→ **TASK OBJECTIVE**
Repeat the full listing, word for word.

→ **Point labeling examples**
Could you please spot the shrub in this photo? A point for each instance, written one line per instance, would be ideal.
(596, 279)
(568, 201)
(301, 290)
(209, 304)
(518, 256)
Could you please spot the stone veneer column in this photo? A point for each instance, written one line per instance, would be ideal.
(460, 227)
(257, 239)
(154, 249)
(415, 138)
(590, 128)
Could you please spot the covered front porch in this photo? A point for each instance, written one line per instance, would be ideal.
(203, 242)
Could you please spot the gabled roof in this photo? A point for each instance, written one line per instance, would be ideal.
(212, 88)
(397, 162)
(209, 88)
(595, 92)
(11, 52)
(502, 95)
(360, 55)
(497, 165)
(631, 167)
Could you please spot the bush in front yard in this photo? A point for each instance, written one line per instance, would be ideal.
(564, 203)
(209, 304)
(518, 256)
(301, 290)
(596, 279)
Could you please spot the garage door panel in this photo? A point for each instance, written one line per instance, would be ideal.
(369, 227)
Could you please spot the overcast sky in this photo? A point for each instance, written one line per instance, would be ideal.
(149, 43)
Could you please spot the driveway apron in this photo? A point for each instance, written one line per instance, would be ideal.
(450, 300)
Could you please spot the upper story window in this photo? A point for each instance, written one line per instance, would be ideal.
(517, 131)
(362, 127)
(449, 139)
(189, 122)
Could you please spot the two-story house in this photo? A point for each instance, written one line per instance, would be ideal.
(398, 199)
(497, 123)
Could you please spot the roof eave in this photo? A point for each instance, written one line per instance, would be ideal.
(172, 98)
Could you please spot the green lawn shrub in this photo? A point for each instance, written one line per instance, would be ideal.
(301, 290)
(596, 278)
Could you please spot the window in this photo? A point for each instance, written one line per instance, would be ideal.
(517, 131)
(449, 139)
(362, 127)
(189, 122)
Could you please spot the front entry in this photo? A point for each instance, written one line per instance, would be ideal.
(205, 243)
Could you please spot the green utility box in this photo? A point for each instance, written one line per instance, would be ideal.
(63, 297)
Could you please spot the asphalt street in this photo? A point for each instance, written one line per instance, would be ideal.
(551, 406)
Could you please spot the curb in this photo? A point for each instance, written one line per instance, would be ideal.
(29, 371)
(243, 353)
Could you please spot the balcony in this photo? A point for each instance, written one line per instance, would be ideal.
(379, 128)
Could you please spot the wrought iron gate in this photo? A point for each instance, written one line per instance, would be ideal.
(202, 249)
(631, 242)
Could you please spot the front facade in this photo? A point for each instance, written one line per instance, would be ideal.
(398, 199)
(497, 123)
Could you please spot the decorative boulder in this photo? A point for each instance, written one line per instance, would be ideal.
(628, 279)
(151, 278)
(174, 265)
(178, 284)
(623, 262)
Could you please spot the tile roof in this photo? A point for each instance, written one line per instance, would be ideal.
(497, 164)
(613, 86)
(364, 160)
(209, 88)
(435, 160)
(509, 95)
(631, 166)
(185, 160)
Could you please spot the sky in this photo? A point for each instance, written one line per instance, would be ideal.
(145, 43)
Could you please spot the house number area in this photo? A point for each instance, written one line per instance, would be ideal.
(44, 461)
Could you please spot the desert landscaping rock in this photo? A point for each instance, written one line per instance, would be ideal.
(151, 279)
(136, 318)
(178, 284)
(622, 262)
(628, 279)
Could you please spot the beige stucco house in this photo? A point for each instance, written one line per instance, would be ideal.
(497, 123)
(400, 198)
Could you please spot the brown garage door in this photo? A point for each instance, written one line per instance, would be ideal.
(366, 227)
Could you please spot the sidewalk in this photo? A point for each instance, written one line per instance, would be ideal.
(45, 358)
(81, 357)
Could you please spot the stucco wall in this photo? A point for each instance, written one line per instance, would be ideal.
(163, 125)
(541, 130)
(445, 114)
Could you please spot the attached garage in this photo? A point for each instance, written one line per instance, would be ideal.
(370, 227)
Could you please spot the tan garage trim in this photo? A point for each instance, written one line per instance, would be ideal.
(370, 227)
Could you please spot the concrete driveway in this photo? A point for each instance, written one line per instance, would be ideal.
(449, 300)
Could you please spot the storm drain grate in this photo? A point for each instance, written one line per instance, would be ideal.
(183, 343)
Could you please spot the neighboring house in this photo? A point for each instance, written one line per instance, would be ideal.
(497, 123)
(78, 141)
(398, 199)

→ **SOLUTION**
Could you please spot the shrub in this photo? A point for each instance, written one line per instance, would be ideal.
(596, 279)
(568, 201)
(301, 290)
(209, 304)
(518, 256)
Could you please spot the stone veneer column in this photo? A point for each instance, written one line per instance, would be ideal.
(460, 227)
(257, 239)
(154, 249)
(415, 138)
(590, 128)
Could you please spot the covered front porch in this photo? A point for each instance, written one line per instance, would be ideal.
(203, 242)
Could you please spot the gabled roof in this photo? A point for each instance, written one line per instance, would be ideal.
(212, 88)
(397, 162)
(209, 88)
(595, 92)
(11, 52)
(502, 95)
(360, 55)
(497, 165)
(631, 167)
Could you please spot the bush in front yard in this photo? A point for each instance, written one line per instance, would be ideal.
(564, 203)
(209, 304)
(518, 256)
(301, 290)
(596, 279)
Could you please spot the garage door panel in this photo? A point for each instance, written one line per instance, would be ideal.
(369, 227)
Could you please spot the overcast sky in this photo? A point for each instance, written one line per instance, would be ideal.
(149, 43)
Could you please spot the driveway apron in this photo? A point for each instance, written one line per instance, would be ideal.
(450, 300)
Could you please spot the upper story window in this photo? A point for each instance, written one line per instance, would be ideal.
(517, 131)
(362, 127)
(449, 139)
(189, 122)
Could you please spot the two-story house in this photo? A point for each instance, written one line per instance, would be ideal.
(398, 199)
(497, 123)
Could you please spot the roof eave in this photo? A point for each instance, written one line per instance, would be ideal.
(172, 98)
Could you please spot the green lawn shrub in this photo? A point for each instance, written one line per instance, would be ideal.
(301, 290)
(596, 278)
Could you please spot the window in this photo? A point for each instance, written one line per instance, would be ideal.
(517, 131)
(449, 139)
(362, 127)
(189, 122)
Could you please spot the front entry in this photo? A point for each instance, written one line per instance, would be ideal.
(205, 243)
Could you please spot the green utility box in this photo? A point for each instance, written one line per instance, would be ideal.
(63, 297)
Could you please spot the asphalt street in this photo? A point for each instance, written one line per instance, would be ideal.
(551, 406)
Could you please spot the curb in this photo? A point for each instance, written one line per instance, would be ideal.
(29, 371)
(243, 353)
Could you please spot the balcony in this photo? A point for each instance, written one line per instance, would be ideal.
(379, 128)
Could you please spot the wrought iron gate in this photo? A point for each instance, written one line per instance, would be ideal.
(202, 249)
(631, 242)
Could you please spot the front facade in this photo? A point for each instance, written one line per instance, would be ideal.
(398, 199)
(497, 123)
Could you please spot the decorative boulder in this photo? A point for each instance, written one line per instance, would be ideal.
(628, 279)
(151, 278)
(174, 265)
(178, 284)
(623, 262)
Could you please spot the tile roof in this photo? A point for each instance, written one line per instance, would be ideal.
(497, 164)
(613, 86)
(364, 160)
(209, 88)
(435, 160)
(509, 95)
(631, 166)
(185, 160)
Could you please spot the sky in this photo? A point for each instance, written one line per instance, would be ideal.
(145, 43)
Could you please spot the house number area in this photo? A point for each instance, written one line per instance, would be ideal.
(44, 461)
Could you please spot the desert landscaping rock in this photo? A point for each instance, written one line per instance, would be ideal.
(151, 279)
(136, 318)
(178, 284)
(622, 262)
(628, 279)
Could you please spot the beige stucco house in this photo? A point for each instance, written one line per instance, would be ideal.
(497, 123)
(400, 198)
Could you please spot the brown garage door in this photo? A point for each instance, written one line per instance, would be ideal.
(366, 227)
Could you please spot the sidewalk in this photo? A point for each instance, written one line per instance, would be ideal.
(45, 358)
(81, 357)
Could you please spot the stucco wall in this photo? A point for each instance, written one line per instance, would be ideal.
(163, 125)
(541, 130)
(445, 114)
Could you please spot the attached garage in this photo? A point for each instance, written one line per instance, would be ideal.
(370, 227)
Could you please spot the tan garage trim in this photo? A point for each instance, written one line per instance, would be ideal.
(370, 227)
Could you please spot the concrete driveway in this photo? A point for each instance, written one line per instance, would be ideal.
(449, 300)
Could you please spot the storm drain grate in this photo? A point for each instance, written one line per instance, would be ideal.
(183, 343)
Could you please spot the neighboring house in this photo? A point for each instance, written one line per instance, would be ideal.
(497, 123)
(78, 141)
(398, 199)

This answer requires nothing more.